### Tareas pendientes
1. Indica si cada afirmación concuerda con el fragmento sobre Wozzeck y responde sí o no con las palabras del fragmento que lo deciden, citadas textualmente: (a) Büchner llegó a ver su obra representada; (b) Berg asistió al estreno vienés de Woyzeck en 1914; (c) Büchner escribió la obra en 1837.
2. Prolonga el fragmento sobre Wozzeck a partir de su última oración.

‘Wozzeck’ en la trinchera del caos
William Kentridge triunfa en Salzburgo ambientando la obra de Berg en la I Guerra Mundial
Alban Berg (1885-1935) estaba entre los espectadores que asistieron al estreno vienés de Woyzeck en 1914. Georg Büchner había escrito la obra muchos años antes (1837) y nunca alcanzó a verla representada, pero resultó providencial exhumarla en aquella primavera. Porque Berg decidió convertirla en una ópera fundamental del siglo XX. Y porque la fecha misma, el origen de la I Guerra Mundial, incorporaba el pavoroso sentido premonitorio que le había concedido el malogrado Büchner.

Datos extraídos de una colección
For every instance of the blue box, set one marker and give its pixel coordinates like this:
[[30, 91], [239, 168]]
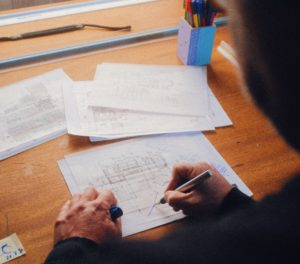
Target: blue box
[[195, 45]]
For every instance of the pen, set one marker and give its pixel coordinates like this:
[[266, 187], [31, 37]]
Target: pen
[[191, 184], [115, 212]]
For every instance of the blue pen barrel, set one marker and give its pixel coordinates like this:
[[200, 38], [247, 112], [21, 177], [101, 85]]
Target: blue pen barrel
[[115, 212]]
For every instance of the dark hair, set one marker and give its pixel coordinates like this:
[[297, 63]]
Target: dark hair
[[271, 68]]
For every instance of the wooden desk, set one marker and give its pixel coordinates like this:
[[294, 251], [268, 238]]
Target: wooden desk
[[32, 188]]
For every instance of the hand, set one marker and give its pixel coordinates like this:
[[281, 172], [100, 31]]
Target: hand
[[206, 199], [87, 215]]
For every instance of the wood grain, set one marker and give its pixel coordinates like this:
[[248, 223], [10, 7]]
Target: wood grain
[[32, 188]]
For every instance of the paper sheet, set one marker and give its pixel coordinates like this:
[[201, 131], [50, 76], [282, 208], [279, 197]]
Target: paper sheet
[[10, 248], [138, 170], [85, 120], [217, 115], [31, 112], [178, 90]]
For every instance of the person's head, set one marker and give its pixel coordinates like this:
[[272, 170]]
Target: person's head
[[265, 34]]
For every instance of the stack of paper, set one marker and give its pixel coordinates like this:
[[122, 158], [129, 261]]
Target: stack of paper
[[130, 100], [32, 112], [138, 170]]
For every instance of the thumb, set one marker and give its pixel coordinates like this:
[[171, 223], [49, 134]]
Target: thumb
[[178, 199]]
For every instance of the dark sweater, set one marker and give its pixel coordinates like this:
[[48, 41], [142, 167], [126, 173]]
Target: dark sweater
[[244, 231]]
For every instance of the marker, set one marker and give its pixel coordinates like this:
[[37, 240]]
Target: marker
[[191, 184], [115, 212]]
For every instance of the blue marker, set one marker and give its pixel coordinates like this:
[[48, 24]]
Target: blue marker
[[115, 212]]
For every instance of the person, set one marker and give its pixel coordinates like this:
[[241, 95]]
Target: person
[[230, 227]]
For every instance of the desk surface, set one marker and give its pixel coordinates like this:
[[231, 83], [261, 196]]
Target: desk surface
[[33, 189]]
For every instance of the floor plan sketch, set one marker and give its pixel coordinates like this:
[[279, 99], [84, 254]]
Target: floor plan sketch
[[138, 171], [31, 110]]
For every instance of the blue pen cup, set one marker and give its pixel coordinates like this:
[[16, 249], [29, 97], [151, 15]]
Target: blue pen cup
[[195, 45]]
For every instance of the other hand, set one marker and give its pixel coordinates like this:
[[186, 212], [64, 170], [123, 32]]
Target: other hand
[[206, 199], [87, 215]]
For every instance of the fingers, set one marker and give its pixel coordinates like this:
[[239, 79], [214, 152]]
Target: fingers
[[64, 210], [185, 171], [178, 200], [89, 194], [180, 173], [106, 197]]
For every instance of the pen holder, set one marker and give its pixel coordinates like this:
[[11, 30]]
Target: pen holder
[[195, 45]]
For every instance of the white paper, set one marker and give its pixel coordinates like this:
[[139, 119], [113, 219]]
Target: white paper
[[31, 112], [216, 112], [138, 170], [178, 90], [10, 248], [85, 120]]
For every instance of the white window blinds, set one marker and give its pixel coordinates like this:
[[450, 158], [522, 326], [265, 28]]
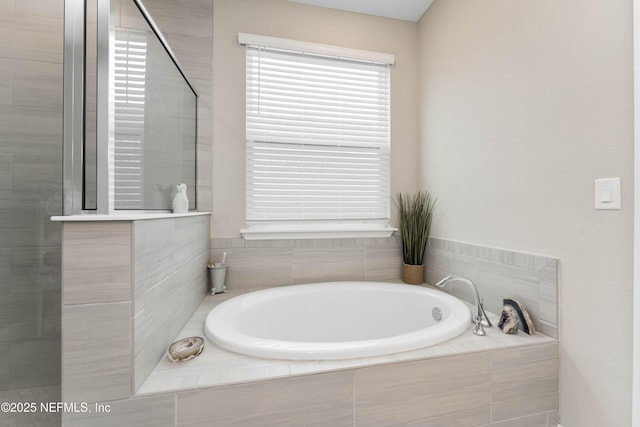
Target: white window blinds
[[317, 134], [130, 76]]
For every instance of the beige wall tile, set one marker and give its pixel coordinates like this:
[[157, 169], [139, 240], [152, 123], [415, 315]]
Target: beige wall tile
[[524, 381], [436, 392], [97, 262], [96, 345], [321, 264], [37, 84]]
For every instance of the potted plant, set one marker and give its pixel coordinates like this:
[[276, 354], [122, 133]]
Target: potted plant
[[415, 213]]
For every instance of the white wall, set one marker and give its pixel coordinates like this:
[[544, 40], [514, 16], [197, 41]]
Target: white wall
[[522, 105], [281, 18]]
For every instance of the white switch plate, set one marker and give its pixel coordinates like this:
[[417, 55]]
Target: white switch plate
[[607, 193]]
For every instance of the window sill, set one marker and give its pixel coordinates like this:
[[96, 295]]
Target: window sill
[[314, 231]]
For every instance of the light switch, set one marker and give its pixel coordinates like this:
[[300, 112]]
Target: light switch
[[607, 193]]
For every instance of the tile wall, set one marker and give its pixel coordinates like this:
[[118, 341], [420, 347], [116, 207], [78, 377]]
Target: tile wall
[[31, 44], [265, 263], [129, 288], [498, 274]]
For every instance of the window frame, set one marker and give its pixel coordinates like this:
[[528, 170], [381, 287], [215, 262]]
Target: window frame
[[316, 228]]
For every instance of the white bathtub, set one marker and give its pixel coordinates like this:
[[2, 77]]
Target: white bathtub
[[337, 320]]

### Resultados esperados
1.
(a) No: "nunca alcanzó a verla representada".
(b) Sí: "Alban Berg (1885-1935) estaba entre los espectadores que asistieron al estreno vienés de Woyzeck en 1914".
(c) Sí: "Georg Büchner había escrito la obra muchos años antes (1837)".

2.
Es la razón por la que William Kentridge ha ubicado su propia versión de Wozzeck en el contexto de la Gran Guerra. Y el motivo que explica el desgarro expresionista del montaje, un ejercicio de "ecumenismo" dramatúrgico -títeres, animación, proyecciones, coreografía, teatro puro, magia- que redunda en la ferocidad de la música y de la palabra, exponiendo al espectador a la claustrofobia de una experiencia implacable.
Se diría incluso que el poder del arte en su connotación estética o en su aspiración conceptual consigue estimular recovecos de la sensibilidad y de la estupefacción como ya no pueden hacerlo donde los hechos, las imágenes, los documentos.
La sobrexposición a la historia nos ha engendrado un sistema de anticuerpos. Y la rutina con que asistimos a los avatares "reales" de la I Guerra Mundial -o del Holocausto, o del conflicto sirio- establece una distancia emocional, defensiva, que arriesga a degenerar en el sinsentido de la frivolidad o en amnesia.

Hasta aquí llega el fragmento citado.